--- Start Rows ---
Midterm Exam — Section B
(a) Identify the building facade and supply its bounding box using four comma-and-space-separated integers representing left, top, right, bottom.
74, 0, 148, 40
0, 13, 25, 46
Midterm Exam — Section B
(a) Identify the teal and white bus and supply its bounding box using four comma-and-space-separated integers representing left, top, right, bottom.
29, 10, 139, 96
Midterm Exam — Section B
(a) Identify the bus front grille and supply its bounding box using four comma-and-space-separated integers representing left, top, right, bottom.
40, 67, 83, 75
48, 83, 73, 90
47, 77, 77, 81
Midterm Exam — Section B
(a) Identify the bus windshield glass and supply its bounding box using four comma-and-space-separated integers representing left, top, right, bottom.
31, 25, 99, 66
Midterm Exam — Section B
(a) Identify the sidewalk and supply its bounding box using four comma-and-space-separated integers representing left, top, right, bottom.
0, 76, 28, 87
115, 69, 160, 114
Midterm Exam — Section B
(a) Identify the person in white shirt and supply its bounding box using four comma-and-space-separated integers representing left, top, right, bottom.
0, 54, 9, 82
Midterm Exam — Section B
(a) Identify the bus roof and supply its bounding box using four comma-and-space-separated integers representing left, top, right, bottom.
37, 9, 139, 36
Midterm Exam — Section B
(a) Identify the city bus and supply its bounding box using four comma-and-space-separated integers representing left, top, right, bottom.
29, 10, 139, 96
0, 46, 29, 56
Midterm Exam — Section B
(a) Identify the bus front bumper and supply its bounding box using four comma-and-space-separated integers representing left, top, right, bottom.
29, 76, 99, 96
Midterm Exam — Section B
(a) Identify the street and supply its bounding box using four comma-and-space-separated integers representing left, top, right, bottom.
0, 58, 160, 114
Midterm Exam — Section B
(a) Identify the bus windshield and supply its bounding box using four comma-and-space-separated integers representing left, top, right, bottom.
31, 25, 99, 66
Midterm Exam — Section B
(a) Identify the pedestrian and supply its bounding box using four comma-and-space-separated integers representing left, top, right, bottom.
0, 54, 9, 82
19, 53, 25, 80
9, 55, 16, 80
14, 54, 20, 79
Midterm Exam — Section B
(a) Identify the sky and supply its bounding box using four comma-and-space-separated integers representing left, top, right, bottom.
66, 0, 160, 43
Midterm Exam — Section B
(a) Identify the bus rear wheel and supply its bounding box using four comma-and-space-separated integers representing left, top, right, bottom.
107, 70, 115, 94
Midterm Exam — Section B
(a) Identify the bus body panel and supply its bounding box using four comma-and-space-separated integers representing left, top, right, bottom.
--- End Rows ---
What is expected: Which lines in the records above contain the word "windshield"? Report each of those lines in full.

The result:
(a) Identify the bus windshield glass and supply its bounding box using four comma-and-space-separated integers representing left, top, right, bottom.
(a) Identify the bus windshield and supply its bounding box using four comma-and-space-separated integers representing left, top, right, bottom.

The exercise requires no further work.